Would you output the listing exactly, with every image omitted?

[Start of section]

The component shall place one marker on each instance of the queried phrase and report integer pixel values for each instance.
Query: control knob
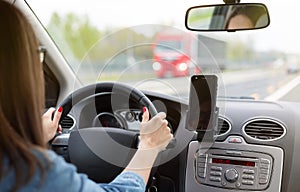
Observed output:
(231, 175)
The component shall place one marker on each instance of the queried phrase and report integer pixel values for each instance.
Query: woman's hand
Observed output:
(50, 126)
(155, 134)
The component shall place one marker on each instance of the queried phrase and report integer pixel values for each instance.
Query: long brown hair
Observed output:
(21, 96)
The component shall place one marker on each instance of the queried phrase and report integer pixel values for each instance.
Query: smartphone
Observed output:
(202, 112)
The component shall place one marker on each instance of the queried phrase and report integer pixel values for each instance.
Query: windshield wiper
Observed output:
(236, 97)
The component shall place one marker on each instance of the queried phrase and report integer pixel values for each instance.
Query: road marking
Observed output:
(256, 96)
(284, 90)
(271, 89)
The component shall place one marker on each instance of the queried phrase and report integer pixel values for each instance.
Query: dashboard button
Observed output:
(249, 177)
(247, 182)
(201, 159)
(201, 165)
(264, 171)
(264, 166)
(215, 173)
(216, 179)
(265, 161)
(263, 181)
(235, 140)
(201, 174)
(215, 168)
(231, 175)
(248, 171)
(263, 176)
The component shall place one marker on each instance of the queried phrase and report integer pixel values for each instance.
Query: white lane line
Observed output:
(284, 90)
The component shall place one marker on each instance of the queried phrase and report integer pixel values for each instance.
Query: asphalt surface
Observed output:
(258, 84)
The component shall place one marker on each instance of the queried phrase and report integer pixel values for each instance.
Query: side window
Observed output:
(51, 87)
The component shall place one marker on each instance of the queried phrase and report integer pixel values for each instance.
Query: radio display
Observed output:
(233, 162)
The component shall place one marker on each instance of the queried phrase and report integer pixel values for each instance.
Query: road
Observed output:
(259, 84)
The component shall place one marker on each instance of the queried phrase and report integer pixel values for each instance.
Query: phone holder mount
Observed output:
(209, 135)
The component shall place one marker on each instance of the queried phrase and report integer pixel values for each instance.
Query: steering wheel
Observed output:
(107, 150)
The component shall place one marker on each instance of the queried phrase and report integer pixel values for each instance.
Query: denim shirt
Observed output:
(62, 176)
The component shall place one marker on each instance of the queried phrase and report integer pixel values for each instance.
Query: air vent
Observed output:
(223, 126)
(68, 122)
(264, 129)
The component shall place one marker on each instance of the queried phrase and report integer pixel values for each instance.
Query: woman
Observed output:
(25, 163)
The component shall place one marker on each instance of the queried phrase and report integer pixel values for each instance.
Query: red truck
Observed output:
(177, 53)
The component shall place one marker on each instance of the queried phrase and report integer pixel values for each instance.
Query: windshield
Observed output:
(145, 44)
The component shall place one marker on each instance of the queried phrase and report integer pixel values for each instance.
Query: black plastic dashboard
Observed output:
(244, 140)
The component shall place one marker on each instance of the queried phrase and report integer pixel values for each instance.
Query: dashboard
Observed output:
(255, 148)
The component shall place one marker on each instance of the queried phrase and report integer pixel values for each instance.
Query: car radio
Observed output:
(234, 169)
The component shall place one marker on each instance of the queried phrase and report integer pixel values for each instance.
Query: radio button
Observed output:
(223, 183)
(264, 171)
(247, 182)
(201, 174)
(265, 166)
(203, 165)
(216, 179)
(215, 168)
(263, 181)
(235, 140)
(249, 177)
(265, 161)
(231, 175)
(248, 171)
(201, 170)
(215, 173)
(264, 176)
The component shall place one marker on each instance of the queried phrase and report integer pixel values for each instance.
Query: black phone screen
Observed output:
(202, 103)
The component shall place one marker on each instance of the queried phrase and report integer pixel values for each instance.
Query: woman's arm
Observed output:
(154, 137)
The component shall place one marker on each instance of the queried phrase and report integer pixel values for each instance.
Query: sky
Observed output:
(121, 13)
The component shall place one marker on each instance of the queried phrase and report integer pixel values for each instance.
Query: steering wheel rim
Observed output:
(79, 140)
(93, 89)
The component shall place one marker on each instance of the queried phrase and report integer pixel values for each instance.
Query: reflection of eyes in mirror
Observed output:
(240, 21)
(225, 17)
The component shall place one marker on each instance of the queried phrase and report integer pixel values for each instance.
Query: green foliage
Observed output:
(78, 38)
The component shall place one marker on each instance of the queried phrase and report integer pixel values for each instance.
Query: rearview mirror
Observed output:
(227, 17)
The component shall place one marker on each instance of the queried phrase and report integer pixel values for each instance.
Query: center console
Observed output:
(233, 165)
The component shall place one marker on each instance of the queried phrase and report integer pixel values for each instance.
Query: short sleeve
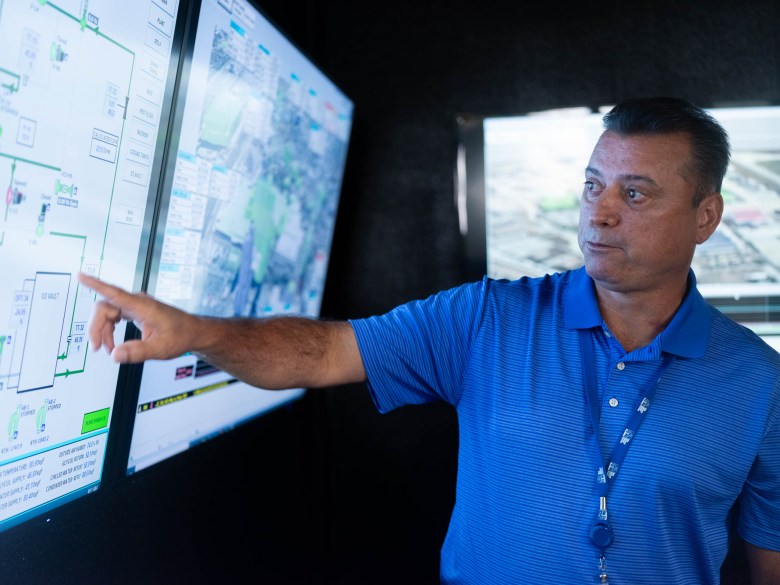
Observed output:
(759, 522)
(418, 352)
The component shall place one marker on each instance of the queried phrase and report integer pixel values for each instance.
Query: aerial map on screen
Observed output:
(533, 181)
(534, 169)
(257, 178)
(248, 228)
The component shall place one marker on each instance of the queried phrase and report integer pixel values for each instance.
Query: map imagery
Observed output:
(534, 174)
(254, 202)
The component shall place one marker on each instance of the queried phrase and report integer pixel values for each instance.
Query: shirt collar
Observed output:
(685, 336)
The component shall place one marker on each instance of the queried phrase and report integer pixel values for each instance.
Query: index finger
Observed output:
(113, 294)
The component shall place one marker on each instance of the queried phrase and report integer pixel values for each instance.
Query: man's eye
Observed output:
(633, 194)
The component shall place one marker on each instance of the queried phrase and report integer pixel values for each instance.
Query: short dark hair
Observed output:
(710, 149)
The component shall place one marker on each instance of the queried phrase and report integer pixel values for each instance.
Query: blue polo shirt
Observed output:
(506, 355)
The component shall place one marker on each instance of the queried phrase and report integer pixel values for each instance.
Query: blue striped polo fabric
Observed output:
(506, 355)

[End of section]

> [Solved exercise]
The component shall place one marker on each instance of the queried phrase and report integer pixel values for each instance.
Query: control knob
Observed output:
(231, 175)
The component shall place one marker on each instance of the queried phrase and report integer pixel values for each instance.
Query: woman's hand
Observed output:
(50, 126)
(155, 134)
The component shall place one marker on each instance of the queried phrase and report integer pixel values for each instance.
Query: long brown hair
Observed output:
(21, 96)
The component shall place one marker on each instance of the queried phrase and report integer pixel values for each instance.
Query: smartphone
Observed output:
(202, 112)
The component shall place one marker on each instance of the queried phrase and report integer pixel values for each instance.
Query: windshield wiper
Observed output:
(236, 97)
The component shall place one marker on each instance of the queried phrase and report integer pixel values for each instance.
Query: road marking
Observed output:
(256, 96)
(284, 90)
(271, 89)
The component shall place one marker on each instance of the queried phrase and report integer pixel values for each instance.
Query: dashboard button
Observed output:
(249, 177)
(247, 182)
(201, 159)
(201, 165)
(264, 171)
(264, 166)
(215, 173)
(216, 179)
(265, 161)
(263, 181)
(235, 140)
(201, 174)
(215, 168)
(231, 175)
(248, 171)
(263, 176)
The component shall place one marker on each instance of the queried phrase and report integer pixel values for each instance.
Query: white lane line
Observed output:
(284, 90)
The component shall place one marker on each instance of the queried phrase and report integer pixel values for each instance.
Query: asphalt surface
Observed output:
(258, 84)
The component shall place one marker on each instance of the queried phrase and report integer pixel values for each instance.
Query: side window
Observed output:
(51, 87)
The component shall place one marker on each instance of the queried phrase and report integer pixel values for each instance.
Query: radio display
Observed output:
(233, 162)
The component shall place one marker on each instance of the queried phrase and report integer pixel values for each instance.
Query: road
Observed output:
(259, 84)
The component shall place one marker on each instance of the queried phrase and report integer pixel values for each instance.
Query: phone holder mount
Observed output:
(209, 135)
The component shall place one marker on each instance of the queried phrase and report integer pixel values for each instance.
Query: steering wheel
Observed output:
(107, 150)
The component shall place one marker on each instance of the queried phrase and report integer pixel values for each instance.
Query: denim shirt
Observed output:
(62, 176)
The component shall place one marker on each instance of the queried phrase and report integer pixel values for each instance.
Query: air vent
Observed output:
(223, 126)
(68, 122)
(264, 129)
The component shall place one marker on each instance of the queried phrase and report integer pixel values for each instance.
Query: woman
Observed output:
(25, 163)
The component shall place one marker on each instance of the queried phrase and report integer pixel values for each instance.
Query: red truck
Observed output:
(177, 53)
The component shall place one marker on each instance of the queried phrase and report integer pixel values for each instance.
Query: windshield
Observed output:
(145, 44)
The component shall place one marker on each instance of the queried phrase and report integer pixel values for each instance.
Query: black plastic dashboard
Observed output:
(244, 140)
The component shall place one marker on each instance of the queried phrase and report integer pixel values for each instance.
Query: dashboard
Observed output:
(255, 148)
The component shall place one marker on each instance of the queried phrase and report integer pixel values for each instance.
Query: car radio
Observed output:
(234, 169)
The component shall place one marker on each instance of the queried phrase and report integer pixel values for each instance.
Query: radio button
Observed output:
(223, 183)
(264, 171)
(247, 182)
(201, 174)
(265, 166)
(203, 165)
(216, 179)
(215, 168)
(263, 181)
(235, 140)
(249, 177)
(265, 161)
(231, 175)
(248, 171)
(201, 170)
(215, 173)
(264, 176)
The component shall place one marker on each instance of the queried phrase and report integer pixel values for each instance.
Query: black phone screen
Observed output:
(202, 103)
The component shall place one marker on each instance of the queried phrase and report integer pixel values for each instance.
Query: woman's arm
Observed output:
(154, 137)
The component shall place one marker on each instance of the queried phrase and report integer pixel values for each instance.
Query: sky
Observed output:
(121, 13)
The component shall place one marker on each instance of the queried phrase and report integer pixel values for each instance.
Query: steering wheel rim
Observed output:
(79, 140)
(93, 89)
The component shall place one marker on each instance of the queried phrase and report integer pixel values for each instance.
Query: reflection of eyes in mirror
Observed output:
(240, 21)
(225, 17)
The component shall place one marker on each instance of the queried phrase and report integer pixel values for each instance.
Query: green foliage
Observed output:
(78, 38)
The component shall place one marker on each instance of the queried phrase and report integer pixel values for each instance.
Query: rearview mirror
Observed output:
(227, 17)
The component shall place one marker on each instance of the queried phrase and report integer pixel values for each instance.
Query: center console
Observed output:
(233, 165)
The component shall place one marker on each instance of the queried phrase and report integer pixel values for each instance.
Query: short sleeve
Observed output:
(759, 522)
(418, 352)
The component shall place one marker on each instance of the queried phrase and report integer pixel values for each instance.
Query: aerial map on screen
Observed output:
(533, 181)
(534, 169)
(257, 178)
(248, 228)
The component shall place one marker on each instance of the queried phrase and report integer pixel values for each instance.
Query: map imagery
Observed output:
(534, 174)
(254, 202)
The component shall place one marker on each instance of the queried phrase and report integer pixel values for each instance.
Query: shirt collar
Observed output:
(685, 336)
The component shall place one marker on each instance of the queried phrase and report integer pixel values for each instance.
Query: index finger
Observed output:
(113, 294)
The component shall place one marker on each instance of the queried phrase and report integer pixel values for each instance.
Query: man's eye
Observed output:
(633, 194)
The component shall place one marker on each instance of the queried phrase and report integer pixel values for each instance.
Query: short dark hair
Observed output:
(710, 149)
The component shall place one marker on each instance of the queried phrase and report integer pixel values for each instance.
Query: blue polo shirt
Observed output:
(506, 355)
The component shall place one marker on each instance of the queried phrase and report integer pixel values for each instance.
Query: blue striped polo fabric
Observed output:
(506, 355)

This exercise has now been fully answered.